Required tasks:
a – Revise the passage of the Monterey House article that opens with the words containing "Usually, all of" and closes with "of Sept. 22-24.", putting "four" in place of "five".
b – Carry the Monterey House article forward from its final sentence.

Page extract:
"""
Zoey Nichols ‘24 was standing in a dark corner of the Monterey House basement when something caught her eye.
It was a flash of light in the dark, cold room. She turned to look and saw a baseball-size light hovering two feet off the ground on the stone wall next to her. It stayed there for a moment and then disappeared.
Nichols was there as part of Dr. Tom Carter’s popular Ghosts and Human Perception class, where students go into the historic house (which the College owns) and look for evidence of spirits lingering in the home. Detailing the incident the following day, Nichols said the hovering light in the basement stuck with her and had her thinking for hours.
“It freaked me out to begin with, and it made me think a lot last night,” Nichols said. “I thought it was really interesting, because I didn’t think anything would happen — nothing like that at least. Maybe a few noises or something. I didn’t expect to actually see something.”
Nichols joined a long line of Roanoke students who have had a brush with the paranormal in the Monterey House during the past 14 years. Since 2006, Carter’s class has come to the historic house and attempted to find signs of spiritual energy left behind by the Monterey’s previous inhabitants.
Usually, all of the students in the class spend a night in the house. This year, due to pandemic-related social distancing practices, only a few students at a time can be in the house together. Carter took five students at a time into the house during the nights of Sept. 22-24.
Carter, associate professor of English and communications at Roanoke, has dozens of stories of paranormal experiences from what he and students have witnessed over the years. Sometimes there’s visual phenomena, like a lamp growing brighter and dimmer on its own, or a flash of light. Sometimes there’s a narrow gust of wind through the house. Sometimes a student walks into a room and immediately feels an intense sorrow.
The first question people usually ask about the house, Carter said, is “Who died in the house?” That’s not the most important question, he believes.
“After doing this for more than a dozen years, I no longer associate ghosts with death,” Carter said. “I associate ghosts with the living. The real question is, ‘Who lived in the house?’...It’s all about life energy, basically. All those ups and downs.”
The Monterey House has federal, state and local historic landmark status. The large, Greek Revival-style house was built in 1853 for Powell Huff, a Salem businessman. In its long history, Monterey has served as a hotel, a rooming house, a fraternity house and was a private residence from the 1920s until the college purchased it in 2002.
“I didn’t think anything would happen — nothing like that at least. Maybe a few noises or something. I didn’t expect to actually see something.”
"""
Referring expression data:
"""
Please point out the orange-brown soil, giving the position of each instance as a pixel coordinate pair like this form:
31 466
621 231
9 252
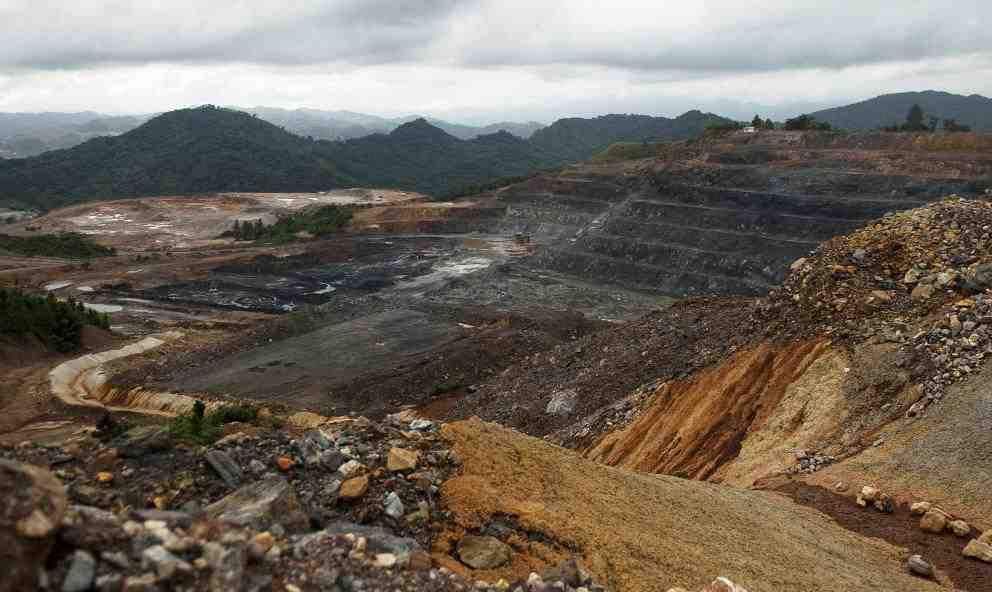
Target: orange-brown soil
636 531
"""
"""
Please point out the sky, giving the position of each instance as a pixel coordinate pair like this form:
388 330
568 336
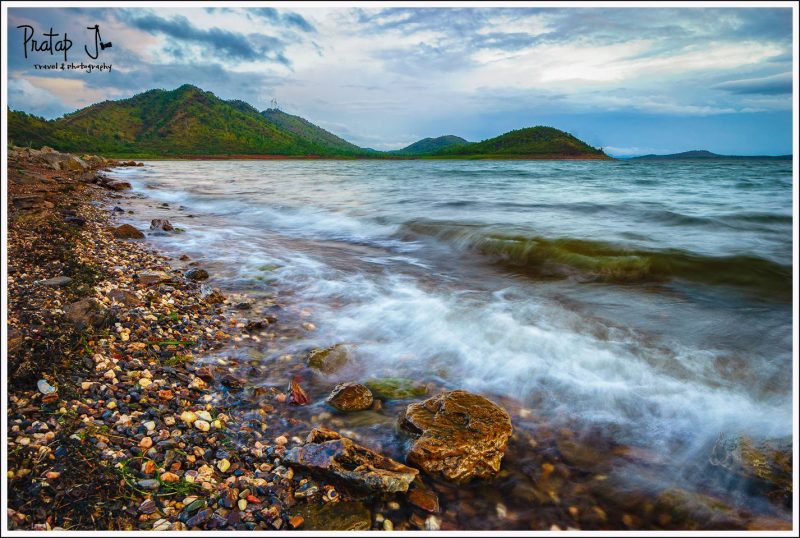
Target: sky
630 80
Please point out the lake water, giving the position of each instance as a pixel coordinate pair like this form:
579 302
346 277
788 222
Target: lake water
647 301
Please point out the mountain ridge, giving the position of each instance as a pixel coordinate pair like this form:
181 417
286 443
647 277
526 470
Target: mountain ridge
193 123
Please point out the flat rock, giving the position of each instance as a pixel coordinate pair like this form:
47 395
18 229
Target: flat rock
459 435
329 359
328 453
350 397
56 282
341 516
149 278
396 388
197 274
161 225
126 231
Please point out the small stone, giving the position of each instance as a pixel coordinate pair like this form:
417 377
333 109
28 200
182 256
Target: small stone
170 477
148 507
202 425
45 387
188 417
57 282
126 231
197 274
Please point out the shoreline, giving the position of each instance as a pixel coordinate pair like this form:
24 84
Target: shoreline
"""
"""
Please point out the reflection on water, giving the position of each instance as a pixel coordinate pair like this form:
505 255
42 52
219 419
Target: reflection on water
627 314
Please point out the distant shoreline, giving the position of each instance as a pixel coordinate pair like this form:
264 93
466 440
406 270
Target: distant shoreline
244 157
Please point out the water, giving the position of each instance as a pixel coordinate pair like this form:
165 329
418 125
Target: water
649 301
"""
Results for the exercise:
a –
Usually, all of the students in the class spend a night in the house. This year, due to pandemic-related social distancing practices, only a few students at a time can be in the house together. Carter took four students at a time into the house during the nights of Sept. 22-24.

b –
Zoey Nichols '24
Ghosts and Human Perception is an extremely popular class that serves as an example of Roanoke students exploring topics and having valuable experiences outside their major. Nichols, for example, is considering Business Administration as her major. She has always been interested in the paranormal, though, stemming back to watching “Scooby-Doo” cartoons as a young child.
The night following Nichols’ ghostly experience, she and three other freshmen accompanied Carter into Monterey. They used dowsing rods — commonly referred to as divining rods — to locate energies in the house. If one of the slim, forked metal rods turned in their hands, they knew there was energy nearby.
Students were able to locate one area where they felt the rods moving in their hands. But there was nothing more intense than that — until the very end of their time in the house.
The students were hesitant to go to the dark basement, but ventured down there together to end the night. They shuffled around and explored the dark corners with their phone flashlights. They startled each other a few times but didn’t experience anything like Nichols had experienced the night before.
On his way up the stairs, Matt Biggs ‘24 felt a tugging on his hoodie sweatshirt. He thought it was Rae McClure ‘24, trying to scare him, but he turned and saw McClure was on the other side of the room.
“I usually (mess with him),” McClure said, “but I didn’t do it this time.”
Maybe a quiet night in the house wasn’t such a quiet night after all, Carter said.
It’s easy for students or visitors to feel a draft or hear a sound in the house and say, “Oh, it’s nothing.” But Carter is adamant that there’s always an explanation, as reflected in what has become a catchphrase for him over the years: “It’s never nothing.”